[To be done] Turn every line of the items below into a numbered list, dropping any blank lines.

Excerpts from segmentation records
* * *
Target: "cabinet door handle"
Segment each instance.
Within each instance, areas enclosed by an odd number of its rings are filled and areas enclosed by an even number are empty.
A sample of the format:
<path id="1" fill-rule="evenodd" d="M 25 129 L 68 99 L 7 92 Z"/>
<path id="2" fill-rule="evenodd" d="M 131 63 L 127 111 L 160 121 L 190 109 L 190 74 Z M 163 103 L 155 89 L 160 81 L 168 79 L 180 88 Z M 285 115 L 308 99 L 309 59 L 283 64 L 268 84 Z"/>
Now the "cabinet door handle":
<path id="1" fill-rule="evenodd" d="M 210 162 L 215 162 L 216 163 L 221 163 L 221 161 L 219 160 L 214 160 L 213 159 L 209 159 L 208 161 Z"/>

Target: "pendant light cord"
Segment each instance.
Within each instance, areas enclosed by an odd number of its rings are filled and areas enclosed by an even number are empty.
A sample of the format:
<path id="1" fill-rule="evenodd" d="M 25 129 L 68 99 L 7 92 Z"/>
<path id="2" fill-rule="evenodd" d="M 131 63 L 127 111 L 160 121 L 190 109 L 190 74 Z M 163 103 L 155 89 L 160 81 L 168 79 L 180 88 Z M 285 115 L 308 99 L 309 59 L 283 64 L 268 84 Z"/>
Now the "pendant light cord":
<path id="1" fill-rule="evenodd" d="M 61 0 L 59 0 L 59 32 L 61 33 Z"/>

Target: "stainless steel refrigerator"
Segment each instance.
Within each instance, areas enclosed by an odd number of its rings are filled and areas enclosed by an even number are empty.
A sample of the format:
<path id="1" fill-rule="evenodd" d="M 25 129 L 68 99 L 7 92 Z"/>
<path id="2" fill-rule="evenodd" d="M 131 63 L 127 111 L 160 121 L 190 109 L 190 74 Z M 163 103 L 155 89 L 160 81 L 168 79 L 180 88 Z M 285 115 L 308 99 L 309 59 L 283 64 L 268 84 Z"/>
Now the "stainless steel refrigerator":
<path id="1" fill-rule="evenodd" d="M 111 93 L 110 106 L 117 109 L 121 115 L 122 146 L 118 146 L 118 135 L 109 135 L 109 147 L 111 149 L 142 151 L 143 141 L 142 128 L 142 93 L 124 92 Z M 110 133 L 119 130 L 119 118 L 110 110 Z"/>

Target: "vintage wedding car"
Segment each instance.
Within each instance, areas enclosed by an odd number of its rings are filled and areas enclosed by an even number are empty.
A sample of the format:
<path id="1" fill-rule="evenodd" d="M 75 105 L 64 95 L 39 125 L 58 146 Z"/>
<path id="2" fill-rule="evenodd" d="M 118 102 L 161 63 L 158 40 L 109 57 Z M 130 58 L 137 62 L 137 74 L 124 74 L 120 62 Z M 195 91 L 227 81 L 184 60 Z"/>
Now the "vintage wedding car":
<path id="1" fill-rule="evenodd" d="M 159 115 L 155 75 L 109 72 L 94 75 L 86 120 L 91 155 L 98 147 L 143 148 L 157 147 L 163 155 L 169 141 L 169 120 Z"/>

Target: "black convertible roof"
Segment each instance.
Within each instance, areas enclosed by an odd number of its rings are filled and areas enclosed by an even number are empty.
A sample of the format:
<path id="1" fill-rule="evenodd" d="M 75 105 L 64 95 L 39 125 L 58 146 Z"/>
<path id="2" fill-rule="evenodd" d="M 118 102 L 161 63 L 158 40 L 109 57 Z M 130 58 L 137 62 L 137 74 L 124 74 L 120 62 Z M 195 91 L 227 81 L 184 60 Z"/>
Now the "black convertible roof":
* * *
[Full response]
1. Target: "cabinet door handle"
2. Segment each instance.
3. Within each instance, areas enclosed by an odd number of its rings are filled and areas enclosed by an even number are empty.
4. A sample of the format:
5. <path id="1" fill-rule="evenodd" d="M 25 129 L 68 99 L 7 92 Z"/>
6. <path id="2" fill-rule="evenodd" d="M 131 63 L 127 111 L 160 121 L 190 109 L 190 74 Z M 163 103 L 155 89 L 160 81 L 168 79 L 180 88 Z M 285 115 L 308 99 L 309 59 L 283 64 L 268 84 Z"/>
7. Now the "cabinet door handle":
8. <path id="1" fill-rule="evenodd" d="M 210 162 L 215 162 L 216 163 L 221 163 L 221 161 L 219 160 L 214 160 L 213 159 L 209 159 L 208 161 Z"/>
9. Target: "pendant light cord"
10. Segment each instance.
11. Within each instance, areas enclosed by an odd number of its rings are filled and areas enclosed by an even number are empty.
12. A sample of the format:
13. <path id="1" fill-rule="evenodd" d="M 25 129 L 68 99 L 7 92 Z"/>
14. <path id="2" fill-rule="evenodd" d="M 131 63 L 127 111 L 160 121 L 190 109 L 190 74 Z M 163 103 L 155 89 L 160 81 L 168 79 L 180 88 Z M 285 115 L 308 99 L 309 59 L 283 64 L 268 84 Z"/>
15. Now the "pendant light cord":
16. <path id="1" fill-rule="evenodd" d="M 61 0 L 59 0 L 59 32 L 61 33 Z"/>
17. Target: "stainless steel refrigerator"
18. Segment each instance.
19. Within each instance, areas enclosed by an odd number of its rings are filled and areas enclosed by an even number are empty.
20. A sample of the format:
21. <path id="1" fill-rule="evenodd" d="M 25 129 L 68 99 L 7 92 Z"/>
22. <path id="2" fill-rule="evenodd" d="M 131 63 L 127 111 L 160 121 L 190 109 L 190 74 Z M 163 103 L 155 89 L 160 81 L 168 79 L 180 88 Z M 285 115 L 308 99 L 309 59 L 283 64 L 268 84 Z"/>
23. Now the "stainless steel refrigerator":
24. <path id="1" fill-rule="evenodd" d="M 111 93 L 110 106 L 117 109 L 121 115 L 122 146 L 118 146 L 118 135 L 109 135 L 109 147 L 111 149 L 142 151 L 143 141 L 142 128 L 142 93 L 124 92 Z M 110 133 L 119 130 L 119 118 L 110 110 Z"/>
25. Target: "vintage wedding car"
26. Segment each instance.
27. Within each instance, areas enclosed by an odd number of its rings are filled and areas enclosed by an even number are empty.
28. A sample of the format:
29. <path id="1" fill-rule="evenodd" d="M 75 105 L 64 95 L 39 125 L 58 146 Z"/>
30. <path id="2" fill-rule="evenodd" d="M 118 102 L 161 63 L 158 40 L 109 57 Z M 130 58 L 137 62 L 137 74 L 124 74 L 120 62 Z M 195 91 L 227 81 L 184 60 Z"/>
31. Now the "vintage wedding car":
32. <path id="1" fill-rule="evenodd" d="M 159 115 L 155 75 L 109 72 L 94 75 L 86 120 L 91 155 L 98 147 L 143 148 L 157 147 L 163 155 L 169 141 L 169 120 Z"/>
33. Target: "black convertible roof"
34. Segment each instance.
35. Within each instance, areas enclosed by an odd number of its rings are filled and areas enclosed by an even number are empty.
36. A sample of the format:
37. <path id="1" fill-rule="evenodd" d="M 75 105 L 64 95 L 39 125 L 58 146 Z"/>
38. <path id="2" fill-rule="evenodd" d="M 118 102 L 161 63 L 158 40 L 109 57 Z M 130 58 L 137 62 L 137 74 L 124 74 L 120 62 Z M 195 91 L 227 81 L 184 60 Z"/>
39. Now the "black convertible roof":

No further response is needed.